⟨

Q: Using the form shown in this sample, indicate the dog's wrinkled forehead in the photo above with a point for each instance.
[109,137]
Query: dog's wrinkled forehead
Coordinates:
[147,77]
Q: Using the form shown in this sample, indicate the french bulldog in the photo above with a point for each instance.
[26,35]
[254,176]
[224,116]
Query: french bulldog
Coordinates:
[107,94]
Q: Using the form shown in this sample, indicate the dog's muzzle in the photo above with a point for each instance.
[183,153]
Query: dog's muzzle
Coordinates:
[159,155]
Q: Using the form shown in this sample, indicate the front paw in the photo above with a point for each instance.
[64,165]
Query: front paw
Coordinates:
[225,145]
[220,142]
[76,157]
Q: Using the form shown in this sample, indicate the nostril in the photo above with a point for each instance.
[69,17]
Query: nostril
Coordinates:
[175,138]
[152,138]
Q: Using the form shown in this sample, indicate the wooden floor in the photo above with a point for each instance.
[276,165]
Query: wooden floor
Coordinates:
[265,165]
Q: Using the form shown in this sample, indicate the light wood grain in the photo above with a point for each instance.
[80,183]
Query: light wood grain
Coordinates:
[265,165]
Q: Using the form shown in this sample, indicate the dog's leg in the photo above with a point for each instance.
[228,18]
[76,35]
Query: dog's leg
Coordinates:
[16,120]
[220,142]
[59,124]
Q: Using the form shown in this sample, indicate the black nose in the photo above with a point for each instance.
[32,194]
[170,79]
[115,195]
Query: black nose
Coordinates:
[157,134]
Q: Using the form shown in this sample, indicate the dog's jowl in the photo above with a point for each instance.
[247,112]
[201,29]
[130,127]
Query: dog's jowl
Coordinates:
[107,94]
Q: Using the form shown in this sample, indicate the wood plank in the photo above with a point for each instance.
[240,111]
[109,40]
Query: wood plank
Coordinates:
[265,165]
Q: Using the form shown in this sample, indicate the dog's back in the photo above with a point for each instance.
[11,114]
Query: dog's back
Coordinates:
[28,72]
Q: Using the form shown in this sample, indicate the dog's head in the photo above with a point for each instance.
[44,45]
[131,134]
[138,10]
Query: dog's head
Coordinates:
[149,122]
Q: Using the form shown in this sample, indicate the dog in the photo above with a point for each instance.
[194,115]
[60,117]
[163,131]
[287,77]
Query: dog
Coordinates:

⟩

Exercise aim: Put every line of the material above into a Markdown table with two columns, Row and Line. Number the lines in order and leave out any blank lines.

Solution to the problem:
| Row | Line |
|---|---|
| 1 | Q: Using the form shown in this sample, indicate the dog's wrinkled forehead in the photo above with a point for each instance. |
| 2 | [109,137] |
| 3 | Query: dog's wrinkled forehead |
| 4 | Coordinates: |
| 5 | [147,77] |
| 6 | Q: Using the form shown in this sample, indicate the french bulldog in the photo above with a point for each instance. |
| 7 | [26,35] |
| 8 | [254,176] |
| 9 | [224,116] |
| 10 | Query: french bulldog |
| 11 | Coordinates: |
| 12 | [107,94] |
| 13 | Q: Using the form shown in this sample, indicate the dog's muzzle in the photo above with a point for each instance. |
| 14 | [183,153] |
| 15 | Query: dog's muzzle |
| 16 | Coordinates: |
| 17 | [159,155] |
| 18 | Q: Using the form shown in this sample, indicate the front paw in the photo above with a point for each instance. |
| 19 | [64,165] |
| 20 | Query: front paw |
| 21 | Coordinates: |
| 22 | [225,145] |
| 23 | [220,142] |
| 24 | [76,157] |
| 25 | Q: Using the form shown in this sample, indicate the nostril in the photo above with a point for each instance. |
| 26 | [69,17] |
| 27 | Query: nostril |
| 28 | Coordinates: |
| 29 | [175,138] |
| 30 | [152,138] |
| 31 | Q: Using the form shown in this sample, indicate the wooden floor in the photo above with a point for each instance. |
| 32 | [276,165] |
| 33 | Query: wooden floor |
| 34 | Coordinates: |
| 35 | [265,165] |
| 36 | Q: Using the form shown in this sample, indicate the light wood grain in the photo above with a point for each instance. |
| 37 | [80,183] |
| 38 | Query: light wood grain |
| 39 | Coordinates: |
| 40 | [265,165] |
| 41 | Q: Using the form shown in this sample, indicate the dog's leg in the photo above with a point for each instance. |
| 42 | [228,18] |
| 43 | [76,35] |
| 44 | Query: dog's leg |
| 45 | Coordinates: |
| 46 | [16,120] |
| 47 | [220,142] |
| 48 | [59,124] |
| 49 | Q: Using the form shown in this sample, indicate the black nose in the photo above with a point for each instance. |
| 50 | [32,194] |
| 51 | [170,79] |
| 52 | [115,195] |
| 53 | Query: black nose |
| 54 | Coordinates: |
| 55 | [157,134] |
| 56 | Q: Using the form shown in this sample, indicate the dog's jowl in the photo above with a point for each instance. |
| 57 | [247,112] |
| 58 | [201,29] |
| 59 | [130,127] |
| 60 | Query: dog's jowl |
| 61 | Coordinates: |
| 62 | [107,94] |
| 63 | Q: Using the form shown in this sample, indicate the wood plank in the photo above with a point for each instance. |
| 64 | [240,111] |
| 65 | [109,40] |
| 66 | Query: wood plank |
| 67 | Coordinates: |
| 68 | [265,165] |
| 69 | Q: Using the form shown in this sample, indicate the dog's back in the photo above with a point for each instance. |
| 70 | [11,114] |
| 71 | Query: dog's back |
| 72 | Coordinates: |
| 73 | [28,72] |
| 74 | Q: Using the form shown in this sample, indicate the dog's head in the photo above with a point for each instance. |
| 75 | [44,45] |
| 76 | [131,134] |
| 77 | [138,10] |
| 78 | Query: dog's head |
| 79 | Coordinates: |
| 80 | [149,122] |
| 81 | Q: Using the form shown in this sample, indicate the dog in the photo above with a point for each instance. |
| 82 | [194,115] |
| 83 | [60,117] |
| 84 | [163,131] |
| 85 | [287,77] |
| 86 | Query: dog |
| 87 | Coordinates: |